Task directions: Copy the rows below line for line without changing anything, but leave the pictures out of your copy.

* Start Record set *

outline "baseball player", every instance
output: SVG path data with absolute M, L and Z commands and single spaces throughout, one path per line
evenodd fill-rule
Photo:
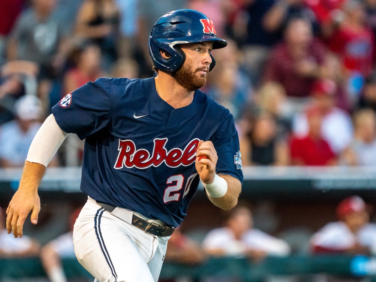
M 101 78 L 67 94 L 33 140 L 7 209 L 15 237 L 31 211 L 49 162 L 69 133 L 85 139 L 80 189 L 88 196 L 75 224 L 75 253 L 99 281 L 157 281 L 167 242 L 201 181 L 210 200 L 235 206 L 243 181 L 229 111 L 198 90 L 215 61 L 213 22 L 192 10 L 161 17 L 150 34 L 157 75 Z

* End Record set *

Solution for this exercise:
outline "baseball player", every instance
output: SVG path data with absolute M, L and Z commands and single spaces throughout, one path per line
evenodd fill-rule
Photo:
M 101 78 L 67 94 L 33 140 L 7 209 L 15 237 L 31 211 L 49 162 L 69 133 L 85 139 L 80 189 L 88 196 L 75 224 L 75 253 L 99 281 L 157 281 L 167 242 L 201 181 L 210 200 L 235 206 L 243 181 L 229 111 L 198 90 L 215 61 L 213 22 L 192 10 L 161 17 L 150 34 L 157 75 Z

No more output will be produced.